**TEXT ZUR PRÜFUNG:**

****

Gab es für Sie Grenzfälle, die Ihnen trotz jahrzehntelanger Erfahrung mental zugesetzt haben?

Ich hab’ mit mehr als 100 Leichen zu tun gehabt. Da waren ganz schlimme Sachen dabei, das muss man erst bewältigen. Danach bräuchte man jedes Mal eine Ruhezeit, die man oft nach dem Heimkommen nicht hat. Da fällt das Einschlafen schwer. Es gibt ja keinen Kippschalter, den ich dann einfach umlegen kann.

Dazu kommt gerade am Land wohl häufig auch das persönliche Naheverhältnis.

Wenn man die Betroffenen kennt, ist das ganz schlimm. Die sind in einem psychischen Ausnahmezustand, da bist du als Ermittler ein Störfaktor, wenn nicht sogar ein Feind. Da bauen sich Spannungsfelder auf, denn als Privatmensch würde man dem ja ganz anders, tröstend entgegentreten. Wir aber müssen unsere Arbeit machen. In jeder Uniform steckt auch immer ein Mensch.

Was hat Ihnen in derart belastenden Situationen geholfen?

****

**EINTRÄGE IM DATENSATZ:**
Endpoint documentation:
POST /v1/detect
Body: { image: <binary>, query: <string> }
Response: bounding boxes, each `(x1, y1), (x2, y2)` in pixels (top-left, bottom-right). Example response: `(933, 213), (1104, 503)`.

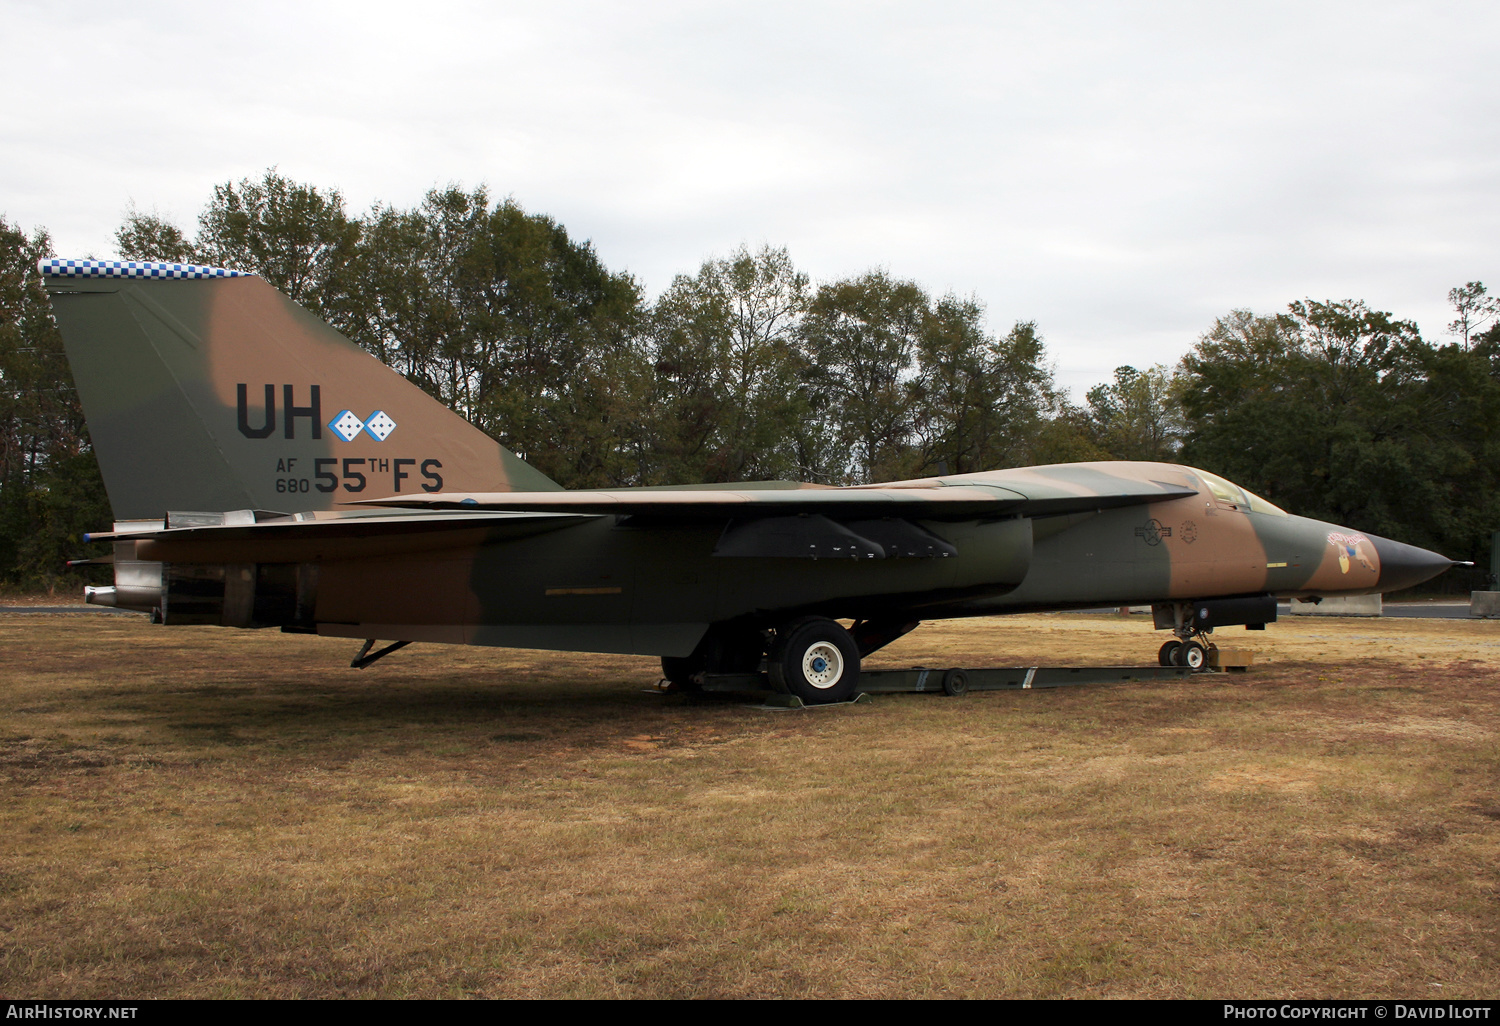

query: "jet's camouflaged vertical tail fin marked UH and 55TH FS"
(42, 260), (560, 521)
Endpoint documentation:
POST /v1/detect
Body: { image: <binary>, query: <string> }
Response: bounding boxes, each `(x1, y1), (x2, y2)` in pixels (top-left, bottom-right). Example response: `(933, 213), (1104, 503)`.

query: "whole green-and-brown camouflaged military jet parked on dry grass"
(42, 260), (1452, 702)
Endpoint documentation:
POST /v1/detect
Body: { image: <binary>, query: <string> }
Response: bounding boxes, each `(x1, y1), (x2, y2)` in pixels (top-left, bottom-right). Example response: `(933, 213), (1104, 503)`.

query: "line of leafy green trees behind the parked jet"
(0, 170), (1500, 585)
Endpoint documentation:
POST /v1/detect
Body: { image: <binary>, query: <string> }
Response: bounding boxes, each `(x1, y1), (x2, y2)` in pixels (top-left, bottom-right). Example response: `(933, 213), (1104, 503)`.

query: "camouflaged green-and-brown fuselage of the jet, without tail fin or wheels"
(117, 464), (1416, 656)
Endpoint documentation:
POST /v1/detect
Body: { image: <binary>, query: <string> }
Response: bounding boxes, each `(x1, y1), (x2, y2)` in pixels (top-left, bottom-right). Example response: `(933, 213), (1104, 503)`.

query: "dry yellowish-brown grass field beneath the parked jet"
(0, 614), (1500, 998)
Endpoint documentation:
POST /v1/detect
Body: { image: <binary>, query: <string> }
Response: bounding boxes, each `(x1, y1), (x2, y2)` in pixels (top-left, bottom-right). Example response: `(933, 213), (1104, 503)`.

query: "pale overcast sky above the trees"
(0, 0), (1500, 393)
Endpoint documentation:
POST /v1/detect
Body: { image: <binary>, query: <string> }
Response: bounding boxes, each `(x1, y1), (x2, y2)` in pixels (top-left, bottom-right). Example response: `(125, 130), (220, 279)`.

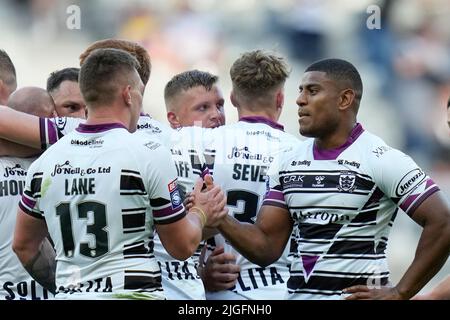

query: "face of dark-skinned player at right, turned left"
(296, 71), (339, 138)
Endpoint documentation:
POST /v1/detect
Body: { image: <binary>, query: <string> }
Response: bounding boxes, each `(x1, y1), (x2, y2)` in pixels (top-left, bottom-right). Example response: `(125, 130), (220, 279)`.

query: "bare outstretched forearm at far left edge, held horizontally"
(0, 106), (41, 149)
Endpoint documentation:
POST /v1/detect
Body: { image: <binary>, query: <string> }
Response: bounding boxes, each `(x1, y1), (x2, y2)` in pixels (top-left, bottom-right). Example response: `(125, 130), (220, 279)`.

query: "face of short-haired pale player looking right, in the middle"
(171, 86), (225, 128)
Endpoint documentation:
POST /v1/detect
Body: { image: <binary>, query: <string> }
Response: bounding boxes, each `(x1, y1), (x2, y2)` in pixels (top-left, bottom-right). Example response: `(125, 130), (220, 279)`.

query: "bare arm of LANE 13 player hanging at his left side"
(13, 208), (56, 293)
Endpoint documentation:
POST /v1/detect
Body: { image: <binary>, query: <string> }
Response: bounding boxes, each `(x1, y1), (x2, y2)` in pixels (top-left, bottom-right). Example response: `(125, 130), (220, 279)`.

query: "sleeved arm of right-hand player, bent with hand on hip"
(344, 149), (450, 300)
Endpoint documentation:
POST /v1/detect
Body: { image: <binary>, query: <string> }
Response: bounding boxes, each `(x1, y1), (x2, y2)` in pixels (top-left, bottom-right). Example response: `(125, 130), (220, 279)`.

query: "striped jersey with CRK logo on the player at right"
(263, 124), (438, 299)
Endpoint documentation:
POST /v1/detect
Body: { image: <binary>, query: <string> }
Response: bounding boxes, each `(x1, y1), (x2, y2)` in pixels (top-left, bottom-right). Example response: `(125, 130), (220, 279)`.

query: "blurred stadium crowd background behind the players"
(0, 0), (450, 292)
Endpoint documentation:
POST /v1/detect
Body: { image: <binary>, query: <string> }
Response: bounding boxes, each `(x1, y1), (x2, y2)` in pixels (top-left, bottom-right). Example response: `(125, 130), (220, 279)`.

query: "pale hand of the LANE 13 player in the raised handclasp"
(192, 175), (228, 228)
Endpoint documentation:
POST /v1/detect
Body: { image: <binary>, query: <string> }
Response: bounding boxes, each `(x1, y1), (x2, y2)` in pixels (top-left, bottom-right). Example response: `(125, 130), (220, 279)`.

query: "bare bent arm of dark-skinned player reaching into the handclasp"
(218, 205), (293, 267)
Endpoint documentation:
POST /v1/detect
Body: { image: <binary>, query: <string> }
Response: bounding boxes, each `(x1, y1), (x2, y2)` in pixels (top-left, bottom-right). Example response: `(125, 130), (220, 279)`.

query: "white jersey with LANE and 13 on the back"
(20, 124), (185, 299)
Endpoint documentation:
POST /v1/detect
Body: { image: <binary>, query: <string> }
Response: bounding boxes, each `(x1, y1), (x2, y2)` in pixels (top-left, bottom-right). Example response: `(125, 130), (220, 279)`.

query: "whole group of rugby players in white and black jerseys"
(0, 40), (450, 300)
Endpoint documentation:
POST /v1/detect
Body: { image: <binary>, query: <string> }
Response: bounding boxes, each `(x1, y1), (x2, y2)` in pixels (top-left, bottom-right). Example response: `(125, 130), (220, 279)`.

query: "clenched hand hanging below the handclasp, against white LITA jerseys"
(200, 246), (241, 292)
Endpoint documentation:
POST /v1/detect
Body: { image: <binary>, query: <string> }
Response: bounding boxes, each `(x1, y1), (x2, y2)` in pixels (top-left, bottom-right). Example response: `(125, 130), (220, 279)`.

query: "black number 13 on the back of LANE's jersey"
(56, 201), (109, 258)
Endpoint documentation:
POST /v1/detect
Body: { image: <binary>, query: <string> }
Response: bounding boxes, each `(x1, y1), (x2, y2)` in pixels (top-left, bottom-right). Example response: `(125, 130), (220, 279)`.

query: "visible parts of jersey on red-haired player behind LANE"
(40, 114), (205, 300)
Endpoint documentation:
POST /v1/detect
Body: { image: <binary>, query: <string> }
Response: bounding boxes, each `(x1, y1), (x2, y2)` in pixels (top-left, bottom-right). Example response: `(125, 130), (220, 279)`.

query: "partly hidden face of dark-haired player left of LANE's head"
(50, 81), (86, 118)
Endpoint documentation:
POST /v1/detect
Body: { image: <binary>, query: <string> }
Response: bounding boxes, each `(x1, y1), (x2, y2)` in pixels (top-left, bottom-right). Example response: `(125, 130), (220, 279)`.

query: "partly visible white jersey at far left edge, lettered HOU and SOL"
(0, 157), (53, 300)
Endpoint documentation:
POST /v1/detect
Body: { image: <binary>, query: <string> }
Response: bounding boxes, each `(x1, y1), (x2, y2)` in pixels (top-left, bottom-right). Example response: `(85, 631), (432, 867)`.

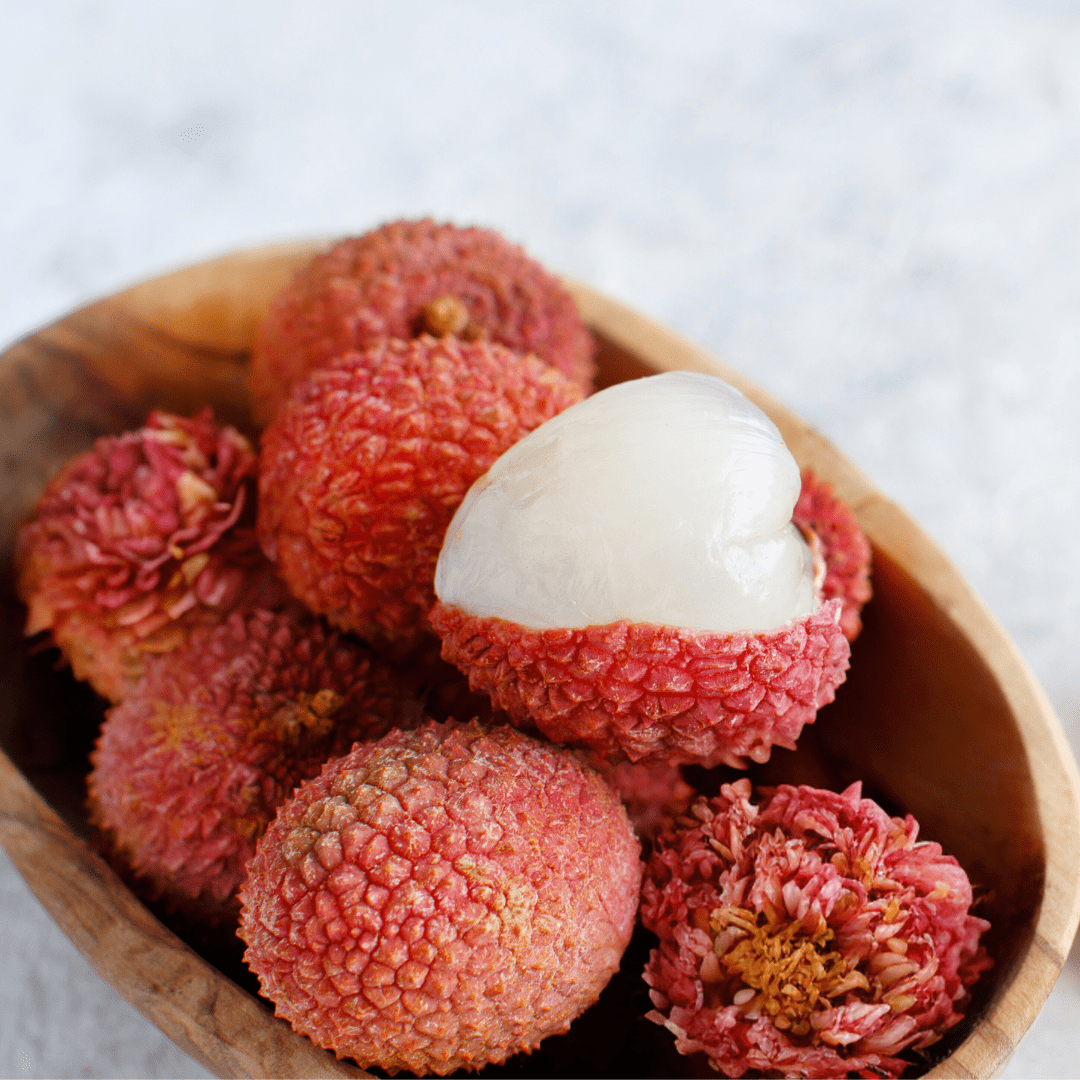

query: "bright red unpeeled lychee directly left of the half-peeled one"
(258, 336), (581, 647)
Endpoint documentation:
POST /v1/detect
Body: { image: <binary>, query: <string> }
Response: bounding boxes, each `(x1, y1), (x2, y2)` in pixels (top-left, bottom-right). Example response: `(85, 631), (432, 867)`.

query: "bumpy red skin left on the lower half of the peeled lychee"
(431, 599), (851, 768)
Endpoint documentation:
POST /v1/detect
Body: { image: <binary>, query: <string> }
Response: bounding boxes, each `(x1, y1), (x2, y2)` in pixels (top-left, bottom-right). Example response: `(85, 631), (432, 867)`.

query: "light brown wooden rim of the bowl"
(0, 241), (1080, 1077)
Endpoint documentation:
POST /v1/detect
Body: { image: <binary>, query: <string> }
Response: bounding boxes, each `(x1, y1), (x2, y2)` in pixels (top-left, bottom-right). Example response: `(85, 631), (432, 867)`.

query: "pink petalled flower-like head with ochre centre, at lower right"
(642, 780), (991, 1077)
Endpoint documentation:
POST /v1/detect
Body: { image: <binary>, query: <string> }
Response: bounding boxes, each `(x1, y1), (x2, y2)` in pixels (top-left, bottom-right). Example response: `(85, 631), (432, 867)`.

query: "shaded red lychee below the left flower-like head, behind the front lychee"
(89, 606), (422, 916)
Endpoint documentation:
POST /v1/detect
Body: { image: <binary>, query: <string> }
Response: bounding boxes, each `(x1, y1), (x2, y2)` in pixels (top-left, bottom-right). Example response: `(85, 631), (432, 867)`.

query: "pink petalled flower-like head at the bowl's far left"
(15, 408), (286, 701)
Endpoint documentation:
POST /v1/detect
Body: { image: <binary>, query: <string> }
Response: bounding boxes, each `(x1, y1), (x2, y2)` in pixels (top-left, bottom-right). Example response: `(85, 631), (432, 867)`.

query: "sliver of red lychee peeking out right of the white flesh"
(792, 469), (873, 642)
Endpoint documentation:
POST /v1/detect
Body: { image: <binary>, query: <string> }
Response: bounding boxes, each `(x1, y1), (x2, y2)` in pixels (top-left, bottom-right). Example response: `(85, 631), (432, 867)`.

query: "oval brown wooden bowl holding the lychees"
(0, 243), (1080, 1077)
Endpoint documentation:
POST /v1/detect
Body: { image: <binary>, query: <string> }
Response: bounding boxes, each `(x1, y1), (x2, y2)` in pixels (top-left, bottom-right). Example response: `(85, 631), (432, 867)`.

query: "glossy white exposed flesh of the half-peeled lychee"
(435, 372), (816, 633)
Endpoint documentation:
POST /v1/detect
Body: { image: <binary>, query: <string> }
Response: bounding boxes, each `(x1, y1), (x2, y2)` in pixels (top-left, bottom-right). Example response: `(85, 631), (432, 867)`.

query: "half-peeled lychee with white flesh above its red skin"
(430, 372), (849, 767)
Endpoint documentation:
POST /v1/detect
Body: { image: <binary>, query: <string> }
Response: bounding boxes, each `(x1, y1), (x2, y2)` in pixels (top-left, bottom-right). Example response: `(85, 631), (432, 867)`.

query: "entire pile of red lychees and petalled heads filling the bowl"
(18, 220), (989, 1077)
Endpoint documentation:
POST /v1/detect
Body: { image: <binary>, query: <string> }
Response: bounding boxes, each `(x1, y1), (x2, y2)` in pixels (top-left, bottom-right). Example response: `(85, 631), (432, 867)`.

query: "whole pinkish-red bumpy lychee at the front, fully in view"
(239, 723), (640, 1075)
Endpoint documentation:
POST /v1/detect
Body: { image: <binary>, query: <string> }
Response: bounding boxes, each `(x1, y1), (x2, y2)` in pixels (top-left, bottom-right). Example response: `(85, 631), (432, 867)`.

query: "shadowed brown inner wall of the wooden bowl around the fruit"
(0, 245), (1062, 1076)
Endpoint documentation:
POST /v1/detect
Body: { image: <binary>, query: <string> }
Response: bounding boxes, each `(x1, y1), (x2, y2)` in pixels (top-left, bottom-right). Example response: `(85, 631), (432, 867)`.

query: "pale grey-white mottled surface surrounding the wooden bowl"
(0, 0), (1080, 1077)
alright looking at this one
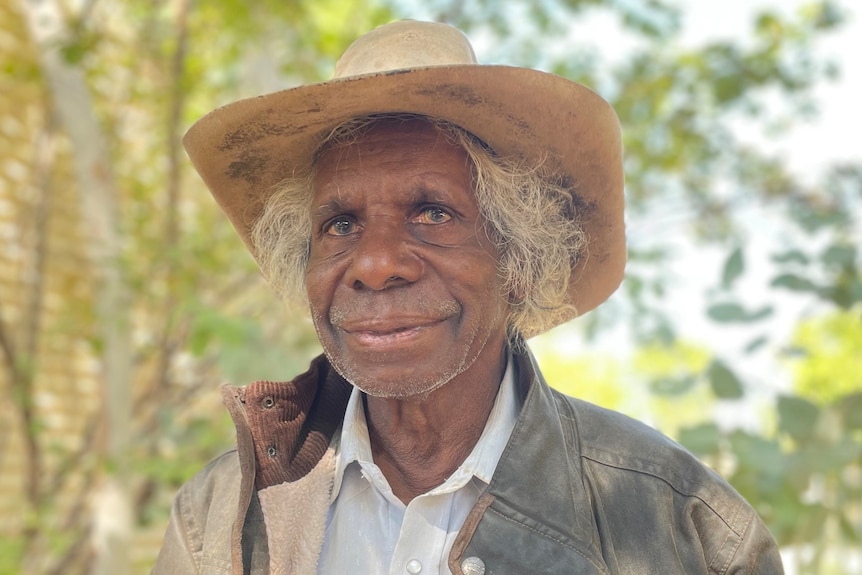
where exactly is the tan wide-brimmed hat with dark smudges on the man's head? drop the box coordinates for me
[183,21,626,328]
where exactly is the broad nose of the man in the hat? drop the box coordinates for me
[344,221,423,291]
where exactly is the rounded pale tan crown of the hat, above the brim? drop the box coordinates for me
[333,20,478,78]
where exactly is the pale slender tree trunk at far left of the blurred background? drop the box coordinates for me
[21,0,132,575]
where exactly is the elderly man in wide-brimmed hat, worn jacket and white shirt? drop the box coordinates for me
[155,22,781,575]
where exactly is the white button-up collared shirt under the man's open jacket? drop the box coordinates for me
[317,354,521,575]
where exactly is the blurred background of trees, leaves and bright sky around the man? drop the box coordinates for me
[0,0,862,575]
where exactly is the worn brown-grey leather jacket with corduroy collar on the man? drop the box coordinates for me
[153,353,783,575]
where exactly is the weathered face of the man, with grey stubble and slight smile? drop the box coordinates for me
[305,121,508,399]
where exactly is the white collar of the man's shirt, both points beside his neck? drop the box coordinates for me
[331,352,521,501]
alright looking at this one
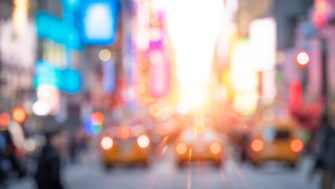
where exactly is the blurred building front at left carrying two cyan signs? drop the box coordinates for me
[32,0,83,127]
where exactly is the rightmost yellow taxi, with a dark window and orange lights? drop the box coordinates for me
[249,120,304,168]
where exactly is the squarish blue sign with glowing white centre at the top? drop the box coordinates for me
[81,0,119,45]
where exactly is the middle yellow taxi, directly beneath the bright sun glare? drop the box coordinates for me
[175,128,224,167]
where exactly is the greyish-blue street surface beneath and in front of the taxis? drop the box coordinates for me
[9,145,318,189]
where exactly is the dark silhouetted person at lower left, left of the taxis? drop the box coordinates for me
[35,128,66,189]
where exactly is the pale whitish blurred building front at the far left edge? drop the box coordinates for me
[0,0,37,118]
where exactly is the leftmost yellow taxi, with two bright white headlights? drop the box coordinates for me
[100,125,152,168]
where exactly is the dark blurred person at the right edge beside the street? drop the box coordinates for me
[312,116,335,189]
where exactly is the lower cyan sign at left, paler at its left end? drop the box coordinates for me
[34,60,82,94]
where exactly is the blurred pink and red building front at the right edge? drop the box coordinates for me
[281,0,335,131]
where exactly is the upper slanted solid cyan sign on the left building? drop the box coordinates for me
[36,11,81,49]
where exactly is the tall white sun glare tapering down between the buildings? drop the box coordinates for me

****

**ZU ERLEDIGENDE AUFGABEN:**
(1) Mit wie vielen Leichen hatte die befragte Person laut dem Interviewauszug zu tun?
(2) Ersetze im Interviewauszug „Ruhezeit“ durch „Erholungspause“ und gib dann den Abschnitt von „Gab es für Sie“ bis „das persönliche Naheverhältnis.“ wieder.

**ERGEBNISSE JE AUFGABE:**
(1) Mit mehr als 100 Leichen.

(2)
Gab es für Sie Grenzfälle, die Ihnen trotz jahrzehntelanger Erfahrung mental zugesetzt haben?

Ich hab’ mit mehr als 100 Leichen zu tun gehabt. Da waren ganz schlimme Sachen dabei, das muss man erst bewältigen. Danach bräuchte man jedes Mal eine Erholungspause, die man oft nach dem Heimkommen nicht hat. Da fällt das Einschlafen schwer. Es gibt ja keinen Kippschalter, den ich dann einfach umlegen kann.

Dazu kommt gerade am Land wohl häufig auch das persönliche Naheverhältnis.